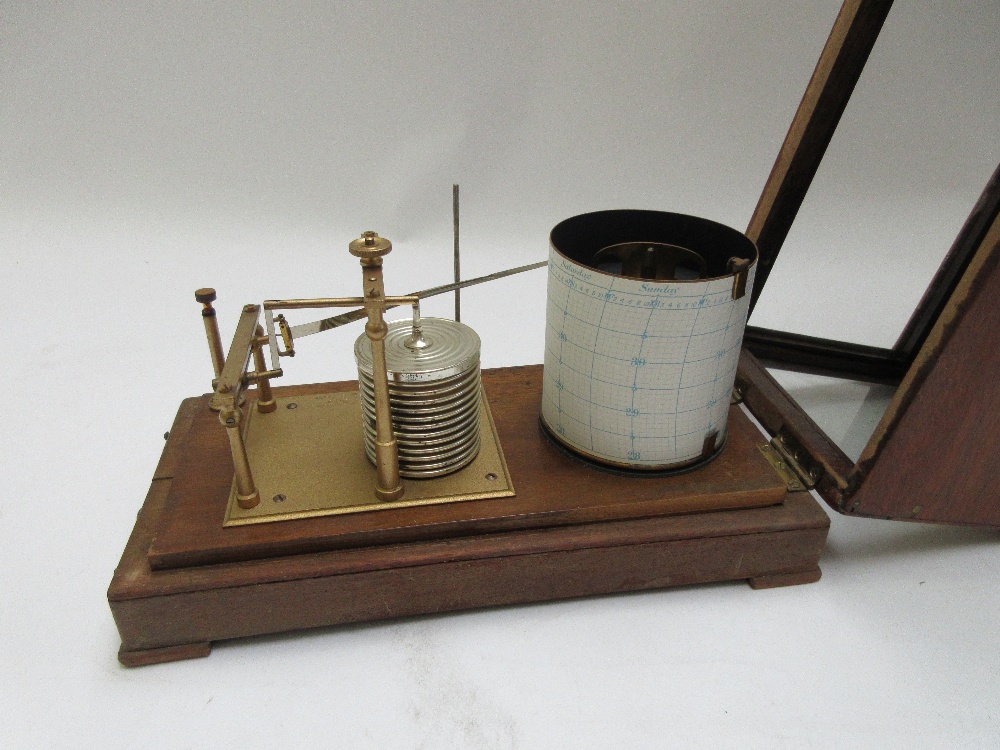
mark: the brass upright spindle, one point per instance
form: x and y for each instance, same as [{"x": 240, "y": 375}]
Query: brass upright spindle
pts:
[
  {"x": 370, "y": 248},
  {"x": 207, "y": 296}
]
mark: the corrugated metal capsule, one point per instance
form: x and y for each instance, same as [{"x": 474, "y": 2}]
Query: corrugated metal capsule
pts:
[{"x": 434, "y": 393}]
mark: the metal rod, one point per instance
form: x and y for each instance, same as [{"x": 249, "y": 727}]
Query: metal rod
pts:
[
  {"x": 370, "y": 249},
  {"x": 321, "y": 302},
  {"x": 247, "y": 494},
  {"x": 458, "y": 270},
  {"x": 318, "y": 326},
  {"x": 207, "y": 296}
]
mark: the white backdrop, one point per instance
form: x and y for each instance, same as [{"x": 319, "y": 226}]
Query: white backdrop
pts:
[{"x": 148, "y": 149}]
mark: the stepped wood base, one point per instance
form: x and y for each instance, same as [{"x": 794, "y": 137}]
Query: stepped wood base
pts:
[{"x": 172, "y": 613}]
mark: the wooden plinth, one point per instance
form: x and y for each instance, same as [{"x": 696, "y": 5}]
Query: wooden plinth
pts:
[{"x": 170, "y": 607}]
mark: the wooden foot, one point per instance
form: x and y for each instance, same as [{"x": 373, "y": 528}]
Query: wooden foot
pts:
[
  {"x": 147, "y": 656},
  {"x": 785, "y": 579}
]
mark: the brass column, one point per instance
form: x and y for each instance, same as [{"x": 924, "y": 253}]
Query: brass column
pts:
[
  {"x": 247, "y": 494},
  {"x": 207, "y": 296},
  {"x": 370, "y": 248},
  {"x": 265, "y": 400}
]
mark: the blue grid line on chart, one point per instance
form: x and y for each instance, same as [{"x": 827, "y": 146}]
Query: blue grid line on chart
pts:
[
  {"x": 718, "y": 355},
  {"x": 566, "y": 312},
  {"x": 608, "y": 376},
  {"x": 591, "y": 403},
  {"x": 623, "y": 434},
  {"x": 666, "y": 286}
]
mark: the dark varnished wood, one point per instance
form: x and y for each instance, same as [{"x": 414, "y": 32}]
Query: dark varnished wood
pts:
[
  {"x": 552, "y": 489},
  {"x": 779, "y": 413},
  {"x": 954, "y": 265},
  {"x": 934, "y": 456},
  {"x": 837, "y": 72},
  {"x": 174, "y": 614},
  {"x": 818, "y": 356},
  {"x": 785, "y": 579},
  {"x": 169, "y": 614}
]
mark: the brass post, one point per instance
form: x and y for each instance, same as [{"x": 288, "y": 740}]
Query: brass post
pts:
[
  {"x": 265, "y": 400},
  {"x": 246, "y": 492},
  {"x": 207, "y": 296},
  {"x": 370, "y": 248}
]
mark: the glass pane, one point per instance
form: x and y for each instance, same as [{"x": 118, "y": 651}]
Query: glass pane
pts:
[
  {"x": 846, "y": 410},
  {"x": 913, "y": 151}
]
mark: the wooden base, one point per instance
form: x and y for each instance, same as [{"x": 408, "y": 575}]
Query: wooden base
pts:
[{"x": 177, "y": 612}]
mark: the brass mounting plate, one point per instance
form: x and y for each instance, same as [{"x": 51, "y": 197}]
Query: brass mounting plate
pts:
[{"x": 308, "y": 459}]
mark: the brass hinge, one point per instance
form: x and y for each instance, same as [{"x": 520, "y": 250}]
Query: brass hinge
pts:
[{"x": 791, "y": 463}]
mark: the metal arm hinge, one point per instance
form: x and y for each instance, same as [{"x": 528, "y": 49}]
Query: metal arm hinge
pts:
[{"x": 791, "y": 462}]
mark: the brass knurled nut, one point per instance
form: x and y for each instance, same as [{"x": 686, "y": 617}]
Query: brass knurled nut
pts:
[{"x": 370, "y": 246}]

■ **WHAT YOU ARE ASKED TO DO**
Can you render every line of the listing above as a JSON list of strings, one string per line, with blank lines and the pictures left out?

■ **TASK RESULT**
[
  "mark: the brass upright spindle, one point per instance",
  "form: x and y for each instance, same as [{\"x\": 240, \"y\": 375}]",
  "Query: brass upright spindle",
  "pts:",
  "[",
  "  {\"x\": 370, \"y\": 248},",
  "  {\"x\": 207, \"y\": 296}",
  "]",
  "mark: the corrugated metal capsule, one point per instance",
  "form: x and y for each instance, same as [{\"x\": 474, \"y\": 2}]",
  "Query: corrugated metal capsule",
  "pts:",
  "[{\"x\": 434, \"y\": 393}]",
  "mark: the metal rod, one point per instance",
  "form: x and y for each instance, same as [{\"x\": 249, \"y\": 727}]",
  "Query: metal rod",
  "pts:",
  "[",
  "  {\"x\": 370, \"y\": 249},",
  "  {\"x\": 321, \"y\": 302},",
  "  {\"x\": 247, \"y\": 494},",
  "  {\"x\": 458, \"y\": 270},",
  "  {\"x\": 318, \"y\": 326},",
  "  {\"x\": 207, \"y\": 296}",
  "]",
  "mark: the white backdrop, one point per instance",
  "form: x and y for each instance, same as [{\"x\": 319, \"y\": 226}]",
  "Query: white backdrop",
  "pts:",
  "[{\"x\": 148, \"y\": 149}]",
  "mark: the stepped wood base, one point per instance",
  "form: x and y for each instance, same as [{\"x\": 794, \"y\": 137}]",
  "Query: stepped wood base",
  "pts:",
  "[{\"x\": 172, \"y\": 613}]",
  "mark: the wooden plinth, one point per instance",
  "form: x and y for each instance, same as [{\"x\": 696, \"y\": 5}]",
  "Query: wooden plinth",
  "pts:",
  "[{\"x\": 170, \"y\": 607}]",
  "mark: the wooden foot, one point per instance",
  "form: x and y for each instance, same as [{\"x\": 373, \"y\": 528}]",
  "Query: wooden foot",
  "pts:",
  "[",
  "  {\"x\": 147, \"y\": 656},",
  "  {\"x\": 785, \"y\": 579}",
  "]",
  "mark: the brass column, one point per instance",
  "form: x and y for each instance, same as [{\"x\": 924, \"y\": 253}]",
  "Query: brass column",
  "pts:",
  "[",
  "  {\"x\": 247, \"y\": 494},",
  "  {\"x\": 207, \"y\": 296},",
  "  {\"x\": 370, \"y\": 248},",
  "  {\"x\": 265, \"y\": 400}",
  "]",
  "mark: the blue grid line on chart, one point per instance",
  "form: x and y for each instance, same as [{\"x\": 827, \"y\": 146}]",
  "Query: blue grid line on chart",
  "pts:",
  "[",
  "  {\"x\": 718, \"y\": 355},",
  "  {\"x\": 566, \"y\": 312},",
  "  {\"x\": 608, \"y\": 376},",
  "  {\"x\": 591, \"y\": 403},",
  "  {\"x\": 623, \"y\": 434},",
  "  {\"x\": 666, \"y\": 286}",
  "]",
  "mark: the dark varnished wood, one point per instance",
  "form: x and y for each instance, same as [{\"x\": 414, \"y\": 32}]",
  "Query: dark varnished wood",
  "pts:",
  "[",
  "  {\"x\": 552, \"y\": 489},",
  "  {\"x\": 779, \"y\": 413},",
  "  {\"x\": 954, \"y\": 265},",
  "  {\"x\": 934, \"y\": 456},",
  "  {\"x\": 837, \"y\": 72},",
  "  {\"x\": 174, \"y\": 614},",
  "  {\"x\": 818, \"y\": 356},",
  "  {\"x\": 785, \"y\": 579},",
  "  {\"x\": 169, \"y\": 614}",
  "]",
  "mark: the brass post, one point per instance",
  "form: x and y for each instance, same as [{\"x\": 288, \"y\": 740}]",
  "Query: brass post",
  "pts:",
  "[",
  "  {\"x\": 265, \"y\": 400},",
  "  {\"x\": 246, \"y\": 492},",
  "  {\"x\": 207, \"y\": 296},",
  "  {\"x\": 370, \"y\": 248}",
  "]",
  "mark: the glass pane, one point per instance",
  "form: x and y for each instance, same as [{\"x\": 118, \"y\": 651}]",
  "Query: glass pane",
  "pts:",
  "[",
  "  {\"x\": 846, \"y\": 410},",
  "  {\"x\": 913, \"y\": 151}",
  "]",
  "mark: the wooden base, one point per instance",
  "form: x and y for each instance, same as [{\"x\": 408, \"y\": 575}]",
  "Query: wooden base",
  "pts:",
  "[{\"x\": 177, \"y\": 612}]",
  "mark: the brass mounting plate, one point per instance",
  "form: x and y for each instance, same as [{\"x\": 51, \"y\": 197}]",
  "Query: brass mounting plate",
  "pts:",
  "[{\"x\": 308, \"y\": 459}]",
  "mark: the brass hinge, one point per instance",
  "form: x and y for each instance, same as [{\"x\": 520, \"y\": 250}]",
  "Query: brass hinge",
  "pts:",
  "[{\"x\": 791, \"y\": 463}]",
  "mark: the metal arm hinge, one point per instance",
  "form: x and y for each instance, same as [{\"x\": 528, \"y\": 49}]",
  "Query: metal arm hinge",
  "pts:",
  "[{\"x\": 791, \"y\": 462}]",
  "mark: the brass knurled nut, one point per instance",
  "form: x and y for each instance, same as [{\"x\": 686, \"y\": 617}]",
  "Query: brass knurled nut",
  "pts:",
  "[{\"x\": 370, \"y\": 246}]"
]